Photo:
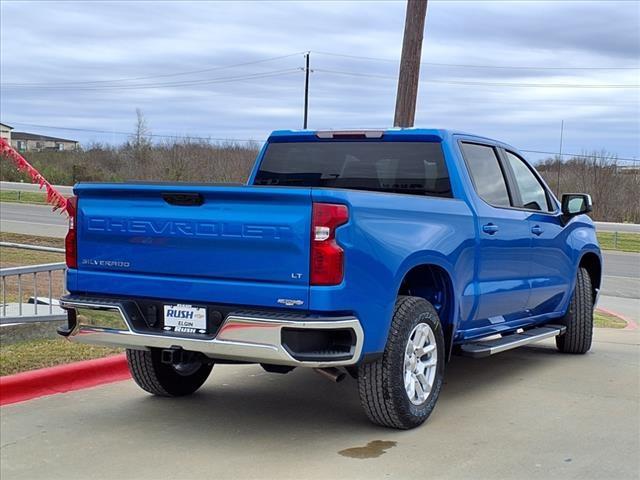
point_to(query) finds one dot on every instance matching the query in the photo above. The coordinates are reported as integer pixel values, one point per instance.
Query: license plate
(185, 319)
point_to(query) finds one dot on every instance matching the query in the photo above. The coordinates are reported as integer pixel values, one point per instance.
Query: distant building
(5, 132)
(29, 142)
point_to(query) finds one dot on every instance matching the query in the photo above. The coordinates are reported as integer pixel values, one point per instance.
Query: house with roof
(29, 142)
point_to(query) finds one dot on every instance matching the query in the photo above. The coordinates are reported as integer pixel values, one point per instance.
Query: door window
(532, 193)
(486, 174)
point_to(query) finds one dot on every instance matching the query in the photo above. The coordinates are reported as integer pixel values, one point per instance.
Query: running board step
(485, 348)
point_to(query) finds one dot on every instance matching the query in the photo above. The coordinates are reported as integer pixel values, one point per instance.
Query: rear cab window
(486, 173)
(415, 168)
(533, 195)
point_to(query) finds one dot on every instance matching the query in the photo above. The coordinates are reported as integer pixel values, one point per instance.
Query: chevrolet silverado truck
(372, 253)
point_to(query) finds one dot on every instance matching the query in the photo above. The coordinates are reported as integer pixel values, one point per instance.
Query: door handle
(537, 230)
(490, 228)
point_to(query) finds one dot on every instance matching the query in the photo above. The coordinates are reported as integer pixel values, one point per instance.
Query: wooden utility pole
(306, 89)
(410, 63)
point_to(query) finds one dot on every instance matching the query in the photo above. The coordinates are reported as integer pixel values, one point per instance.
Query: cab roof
(388, 134)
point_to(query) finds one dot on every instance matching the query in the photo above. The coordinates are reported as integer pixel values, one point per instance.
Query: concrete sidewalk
(527, 413)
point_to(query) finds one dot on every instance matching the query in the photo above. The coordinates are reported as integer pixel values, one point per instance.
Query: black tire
(579, 318)
(163, 379)
(381, 382)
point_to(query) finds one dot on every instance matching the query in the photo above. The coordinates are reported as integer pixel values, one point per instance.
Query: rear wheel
(579, 318)
(400, 389)
(173, 379)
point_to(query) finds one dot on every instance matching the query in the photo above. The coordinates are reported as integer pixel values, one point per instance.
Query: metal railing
(21, 280)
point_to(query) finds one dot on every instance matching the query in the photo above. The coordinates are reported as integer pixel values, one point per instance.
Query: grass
(34, 354)
(626, 242)
(15, 257)
(31, 239)
(606, 320)
(23, 197)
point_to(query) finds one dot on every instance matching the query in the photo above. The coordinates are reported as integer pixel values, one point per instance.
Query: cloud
(100, 42)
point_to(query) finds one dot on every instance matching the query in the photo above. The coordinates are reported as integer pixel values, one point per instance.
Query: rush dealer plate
(185, 319)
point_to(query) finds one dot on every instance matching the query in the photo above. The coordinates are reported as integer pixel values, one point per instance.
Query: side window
(532, 192)
(486, 174)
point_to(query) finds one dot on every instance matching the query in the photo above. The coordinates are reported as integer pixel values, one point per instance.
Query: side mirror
(576, 204)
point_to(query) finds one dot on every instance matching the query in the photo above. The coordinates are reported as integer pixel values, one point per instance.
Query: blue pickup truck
(373, 253)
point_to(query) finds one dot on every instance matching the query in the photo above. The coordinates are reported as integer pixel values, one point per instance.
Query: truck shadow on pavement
(241, 400)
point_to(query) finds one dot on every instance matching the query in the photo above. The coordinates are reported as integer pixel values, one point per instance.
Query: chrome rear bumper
(243, 336)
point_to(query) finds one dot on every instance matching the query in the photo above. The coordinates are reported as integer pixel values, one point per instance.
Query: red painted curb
(62, 378)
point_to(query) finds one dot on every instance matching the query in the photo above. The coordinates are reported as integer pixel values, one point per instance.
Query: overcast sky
(508, 70)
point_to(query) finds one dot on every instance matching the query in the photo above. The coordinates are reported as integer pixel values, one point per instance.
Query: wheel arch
(592, 263)
(433, 283)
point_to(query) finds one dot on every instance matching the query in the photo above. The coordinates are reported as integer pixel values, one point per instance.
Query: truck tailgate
(195, 242)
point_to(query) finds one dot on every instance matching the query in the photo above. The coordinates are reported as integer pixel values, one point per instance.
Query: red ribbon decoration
(54, 197)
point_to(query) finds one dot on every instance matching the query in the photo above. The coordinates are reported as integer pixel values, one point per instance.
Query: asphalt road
(31, 187)
(32, 220)
(621, 269)
(15, 216)
(530, 413)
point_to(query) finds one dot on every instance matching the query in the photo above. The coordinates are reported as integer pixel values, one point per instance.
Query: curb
(631, 325)
(62, 378)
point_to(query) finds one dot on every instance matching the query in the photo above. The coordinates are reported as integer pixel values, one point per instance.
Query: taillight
(71, 240)
(327, 258)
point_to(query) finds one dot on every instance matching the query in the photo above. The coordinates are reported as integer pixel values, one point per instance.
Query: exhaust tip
(331, 373)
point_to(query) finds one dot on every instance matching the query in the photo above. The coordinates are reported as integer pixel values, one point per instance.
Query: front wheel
(167, 379)
(400, 389)
(579, 318)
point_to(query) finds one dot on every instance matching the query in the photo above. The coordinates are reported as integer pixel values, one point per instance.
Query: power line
(580, 155)
(114, 132)
(190, 72)
(461, 65)
(252, 76)
(492, 84)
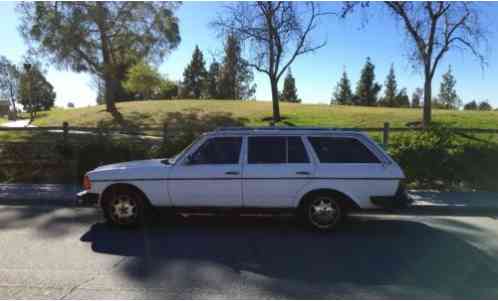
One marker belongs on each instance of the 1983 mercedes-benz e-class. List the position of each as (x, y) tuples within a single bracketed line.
[(321, 174)]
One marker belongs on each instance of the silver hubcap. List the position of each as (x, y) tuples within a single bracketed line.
[(323, 212), (123, 209)]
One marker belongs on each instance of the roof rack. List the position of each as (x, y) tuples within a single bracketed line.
[(274, 128)]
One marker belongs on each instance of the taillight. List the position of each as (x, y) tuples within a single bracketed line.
[(86, 183)]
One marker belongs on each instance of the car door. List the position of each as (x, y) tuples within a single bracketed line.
[(210, 176), (276, 168)]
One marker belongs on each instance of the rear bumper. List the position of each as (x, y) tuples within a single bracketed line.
[(400, 200), (87, 198)]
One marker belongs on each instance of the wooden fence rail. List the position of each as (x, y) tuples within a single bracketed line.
[(66, 129)]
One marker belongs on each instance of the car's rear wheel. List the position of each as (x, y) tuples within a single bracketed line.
[(322, 212), (124, 208)]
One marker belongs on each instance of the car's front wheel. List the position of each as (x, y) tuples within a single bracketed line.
[(322, 212), (124, 208)]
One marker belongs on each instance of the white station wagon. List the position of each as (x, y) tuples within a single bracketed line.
[(320, 174)]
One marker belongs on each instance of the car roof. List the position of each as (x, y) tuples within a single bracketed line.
[(284, 131)]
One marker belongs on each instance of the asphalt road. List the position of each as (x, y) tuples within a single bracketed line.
[(56, 252)]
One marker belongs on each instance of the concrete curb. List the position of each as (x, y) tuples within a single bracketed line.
[(39, 194)]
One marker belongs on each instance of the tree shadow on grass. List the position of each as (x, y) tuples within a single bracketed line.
[(424, 261)]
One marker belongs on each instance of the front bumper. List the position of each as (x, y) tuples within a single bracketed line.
[(87, 198), (400, 200)]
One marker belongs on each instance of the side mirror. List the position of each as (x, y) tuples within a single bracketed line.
[(190, 160)]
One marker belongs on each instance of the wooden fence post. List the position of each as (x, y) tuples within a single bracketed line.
[(385, 139), (65, 132), (165, 133)]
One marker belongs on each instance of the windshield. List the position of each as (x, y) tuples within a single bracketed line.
[(180, 154)]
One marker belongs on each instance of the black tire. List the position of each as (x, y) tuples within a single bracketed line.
[(322, 212), (125, 208)]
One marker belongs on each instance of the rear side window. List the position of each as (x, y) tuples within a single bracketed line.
[(341, 150), (296, 152), (224, 150), (277, 149)]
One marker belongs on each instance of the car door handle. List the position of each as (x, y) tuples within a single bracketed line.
[(303, 173)]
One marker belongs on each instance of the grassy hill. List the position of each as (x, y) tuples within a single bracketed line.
[(252, 113)]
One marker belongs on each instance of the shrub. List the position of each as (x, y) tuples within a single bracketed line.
[(442, 159)]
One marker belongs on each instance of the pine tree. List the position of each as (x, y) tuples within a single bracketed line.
[(391, 90), (236, 76), (342, 94), (417, 97), (213, 79), (194, 76), (448, 97), (367, 89), (290, 92)]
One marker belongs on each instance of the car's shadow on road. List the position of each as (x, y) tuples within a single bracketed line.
[(365, 251)]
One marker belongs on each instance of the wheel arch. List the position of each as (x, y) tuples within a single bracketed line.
[(347, 200), (122, 186)]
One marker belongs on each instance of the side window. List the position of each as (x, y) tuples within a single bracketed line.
[(222, 150), (274, 150), (266, 150), (341, 150), (296, 152)]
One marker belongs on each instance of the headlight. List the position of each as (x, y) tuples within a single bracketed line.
[(87, 185)]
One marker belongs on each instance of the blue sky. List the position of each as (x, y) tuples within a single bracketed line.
[(348, 44)]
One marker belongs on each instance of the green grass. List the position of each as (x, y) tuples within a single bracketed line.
[(253, 113)]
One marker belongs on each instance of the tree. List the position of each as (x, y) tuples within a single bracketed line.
[(143, 80), (471, 106), (9, 82), (448, 98), (391, 90), (276, 33), (342, 94), (195, 76), (102, 38), (485, 106), (236, 76), (434, 28), (35, 92), (417, 96), (367, 89), (402, 99), (213, 80), (290, 91)]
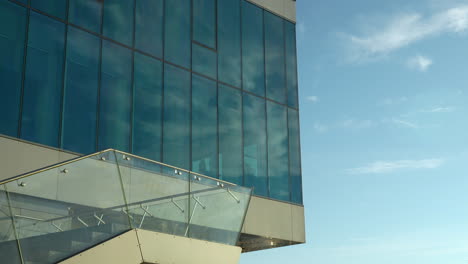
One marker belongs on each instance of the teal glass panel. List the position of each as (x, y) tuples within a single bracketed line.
[(204, 22), (253, 60), (230, 134), (9, 251), (43, 81), (86, 14), (278, 160), (12, 38), (204, 127), (291, 64), (118, 20), (255, 149), (115, 97), (149, 26), (177, 29), (147, 107), (274, 58), (176, 132), (62, 211), (217, 210), (204, 61), (57, 8), (157, 195), (81, 90), (294, 157), (229, 44)]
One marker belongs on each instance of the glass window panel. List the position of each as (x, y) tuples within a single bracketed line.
[(86, 14), (81, 88), (176, 131), (230, 134), (204, 22), (274, 58), (12, 37), (147, 107), (291, 64), (43, 81), (204, 126), (295, 157), (56, 8), (204, 61), (255, 156), (278, 160), (115, 97), (229, 51), (177, 32), (253, 64), (118, 20), (149, 26)]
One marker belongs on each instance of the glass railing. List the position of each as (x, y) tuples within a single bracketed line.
[(54, 213)]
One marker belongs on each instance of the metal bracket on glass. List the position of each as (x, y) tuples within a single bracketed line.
[(233, 196), (56, 226), (126, 212), (198, 201), (81, 221), (100, 221), (144, 215), (178, 206)]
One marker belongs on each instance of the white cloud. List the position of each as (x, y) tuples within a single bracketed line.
[(405, 29), (312, 99), (391, 166), (404, 123), (419, 63), (447, 109), (321, 128), (394, 101)]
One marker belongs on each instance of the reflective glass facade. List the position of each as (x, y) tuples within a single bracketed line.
[(205, 85)]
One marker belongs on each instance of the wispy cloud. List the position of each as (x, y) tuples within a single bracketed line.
[(447, 109), (405, 29), (394, 101), (404, 123), (419, 63), (312, 99), (379, 167), (321, 128)]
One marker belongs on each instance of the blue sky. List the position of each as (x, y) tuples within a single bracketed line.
[(384, 127)]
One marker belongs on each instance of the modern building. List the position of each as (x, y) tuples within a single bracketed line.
[(148, 131)]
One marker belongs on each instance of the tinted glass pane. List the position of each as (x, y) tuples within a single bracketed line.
[(204, 22), (81, 88), (253, 67), (176, 139), (204, 126), (147, 107), (115, 97), (177, 32), (229, 54), (291, 63), (230, 134), (118, 20), (204, 61), (255, 157), (44, 80), (56, 8), (86, 13), (149, 26), (274, 58), (295, 157), (12, 37), (278, 161)]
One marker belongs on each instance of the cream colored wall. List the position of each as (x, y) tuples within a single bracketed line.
[(137, 246), (284, 8)]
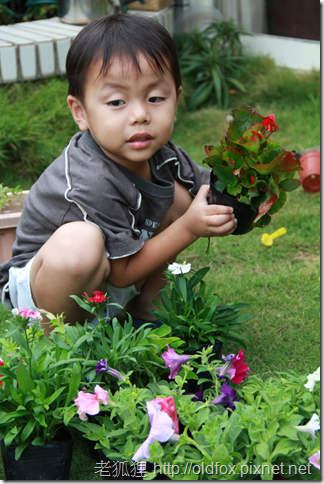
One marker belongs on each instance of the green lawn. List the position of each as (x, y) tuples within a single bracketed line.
[(282, 283)]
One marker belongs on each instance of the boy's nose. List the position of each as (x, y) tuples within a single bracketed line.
[(139, 114)]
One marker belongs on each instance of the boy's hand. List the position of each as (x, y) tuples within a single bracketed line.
[(204, 220)]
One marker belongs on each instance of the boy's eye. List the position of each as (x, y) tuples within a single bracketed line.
[(116, 103), (156, 99)]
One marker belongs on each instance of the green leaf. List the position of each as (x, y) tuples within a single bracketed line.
[(237, 84), (74, 383), (201, 94), (262, 450), (225, 174), (183, 287), (38, 441), (27, 430), (198, 276), (19, 450), (216, 75), (284, 447), (288, 431), (53, 397), (24, 380), (11, 435), (18, 337)]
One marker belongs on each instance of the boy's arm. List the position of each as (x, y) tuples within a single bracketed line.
[(200, 220)]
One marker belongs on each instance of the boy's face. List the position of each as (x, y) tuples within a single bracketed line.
[(130, 114)]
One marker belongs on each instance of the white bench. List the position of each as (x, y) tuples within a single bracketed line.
[(32, 50)]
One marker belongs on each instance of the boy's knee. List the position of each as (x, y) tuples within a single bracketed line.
[(77, 249)]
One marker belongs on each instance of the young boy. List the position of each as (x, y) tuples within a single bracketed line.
[(117, 205)]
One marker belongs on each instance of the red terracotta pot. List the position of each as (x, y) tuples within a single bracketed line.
[(310, 176)]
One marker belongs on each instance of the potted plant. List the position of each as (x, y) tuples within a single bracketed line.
[(249, 172), (38, 383), (310, 177), (194, 313), (241, 428), (11, 203)]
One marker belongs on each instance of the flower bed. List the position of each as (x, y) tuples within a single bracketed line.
[(126, 391)]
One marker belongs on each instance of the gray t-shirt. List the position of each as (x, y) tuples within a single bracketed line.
[(84, 184)]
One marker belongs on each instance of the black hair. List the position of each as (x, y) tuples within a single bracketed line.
[(122, 35)]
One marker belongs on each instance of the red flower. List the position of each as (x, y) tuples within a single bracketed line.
[(259, 135), (269, 122), (240, 368), (98, 297), (168, 406)]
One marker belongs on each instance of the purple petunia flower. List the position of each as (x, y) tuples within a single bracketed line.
[(197, 397), (101, 366), (174, 361), (227, 397)]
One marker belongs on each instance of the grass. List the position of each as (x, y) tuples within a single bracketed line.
[(282, 283)]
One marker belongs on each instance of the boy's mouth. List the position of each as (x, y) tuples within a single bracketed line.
[(140, 140)]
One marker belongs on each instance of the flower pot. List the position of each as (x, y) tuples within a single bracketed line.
[(9, 218), (310, 175), (113, 469), (243, 212), (49, 462)]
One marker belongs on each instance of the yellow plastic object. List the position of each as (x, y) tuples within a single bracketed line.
[(267, 239)]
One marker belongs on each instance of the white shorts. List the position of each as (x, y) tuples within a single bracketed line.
[(21, 297)]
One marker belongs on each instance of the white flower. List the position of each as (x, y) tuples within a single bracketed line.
[(314, 377), (310, 427), (179, 268)]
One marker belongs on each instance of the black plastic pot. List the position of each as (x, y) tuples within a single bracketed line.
[(51, 462), (243, 212), (123, 471), (192, 386)]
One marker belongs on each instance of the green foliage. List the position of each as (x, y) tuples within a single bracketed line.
[(194, 313), (259, 434), (37, 387), (251, 168), (131, 351), (35, 126), (211, 60), (9, 194)]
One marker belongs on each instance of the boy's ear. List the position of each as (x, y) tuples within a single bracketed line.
[(78, 112), (179, 93), (178, 97)]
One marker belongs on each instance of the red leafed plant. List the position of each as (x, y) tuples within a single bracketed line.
[(250, 167)]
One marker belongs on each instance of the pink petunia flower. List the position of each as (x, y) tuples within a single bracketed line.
[(28, 314), (89, 403), (161, 430), (269, 122), (2, 364), (315, 459), (234, 367), (240, 368), (98, 297), (174, 361), (168, 406)]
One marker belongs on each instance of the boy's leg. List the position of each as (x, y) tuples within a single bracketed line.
[(140, 306), (72, 261)]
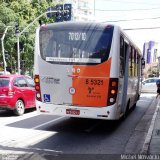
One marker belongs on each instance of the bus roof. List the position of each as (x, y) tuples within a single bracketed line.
[(87, 25)]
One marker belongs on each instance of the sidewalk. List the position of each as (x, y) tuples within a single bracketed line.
[(154, 146), (152, 141)]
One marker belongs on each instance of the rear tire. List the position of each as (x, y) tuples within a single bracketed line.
[(126, 111), (19, 110)]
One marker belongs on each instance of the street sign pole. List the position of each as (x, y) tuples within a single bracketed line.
[(3, 54), (19, 34), (18, 55)]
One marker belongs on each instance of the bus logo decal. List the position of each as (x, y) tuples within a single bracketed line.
[(72, 90), (46, 97)]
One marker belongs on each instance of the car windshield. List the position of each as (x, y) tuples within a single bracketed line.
[(4, 82)]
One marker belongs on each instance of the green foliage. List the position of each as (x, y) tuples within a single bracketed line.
[(24, 12)]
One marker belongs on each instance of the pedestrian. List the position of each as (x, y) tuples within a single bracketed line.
[(158, 87)]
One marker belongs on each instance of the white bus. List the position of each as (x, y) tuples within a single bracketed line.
[(86, 70)]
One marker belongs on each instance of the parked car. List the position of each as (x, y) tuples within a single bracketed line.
[(2, 72), (17, 93), (149, 85)]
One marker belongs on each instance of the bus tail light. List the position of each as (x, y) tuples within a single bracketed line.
[(37, 87), (112, 91)]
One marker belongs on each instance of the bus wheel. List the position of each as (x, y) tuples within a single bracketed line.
[(19, 110)]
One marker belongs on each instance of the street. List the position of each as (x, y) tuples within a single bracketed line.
[(47, 134)]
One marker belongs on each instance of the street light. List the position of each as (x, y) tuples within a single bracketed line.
[(3, 50)]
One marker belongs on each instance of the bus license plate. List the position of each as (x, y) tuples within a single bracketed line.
[(73, 111)]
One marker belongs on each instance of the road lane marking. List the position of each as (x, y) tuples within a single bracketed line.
[(43, 124), (147, 141), (93, 127)]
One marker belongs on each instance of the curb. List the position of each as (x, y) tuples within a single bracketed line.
[(147, 141)]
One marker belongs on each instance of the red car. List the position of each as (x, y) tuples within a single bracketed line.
[(17, 93)]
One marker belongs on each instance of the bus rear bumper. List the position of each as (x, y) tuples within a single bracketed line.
[(107, 113)]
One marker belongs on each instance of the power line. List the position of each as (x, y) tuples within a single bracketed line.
[(140, 3), (124, 10), (129, 29), (138, 19), (119, 10)]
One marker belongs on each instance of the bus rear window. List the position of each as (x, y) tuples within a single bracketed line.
[(4, 82), (77, 46)]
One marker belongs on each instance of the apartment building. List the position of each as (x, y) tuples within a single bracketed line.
[(82, 10)]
■ ■ ■
Copy out the listing lines starting at the line containing "One marker belongs on each instance of the bus roof." and ending at the line containing "[(126, 111), (19, 110)]", changing "sidewalk" to "walkway" and leaving everything else the same.

One marker belongs on each instance of the bus roof. List the position of each as (x, y) tuples within a single bracketed line.
[(87, 25)]
One marker belongs on each instance of the walkway. List the position of each as (x, y) tuples within a single bracketed line.
[(154, 146), (152, 141)]
One marker belongs on each instance of the rear tire. List the position of each as (x, y) tuples within a single bracketed line.
[(126, 111), (19, 110)]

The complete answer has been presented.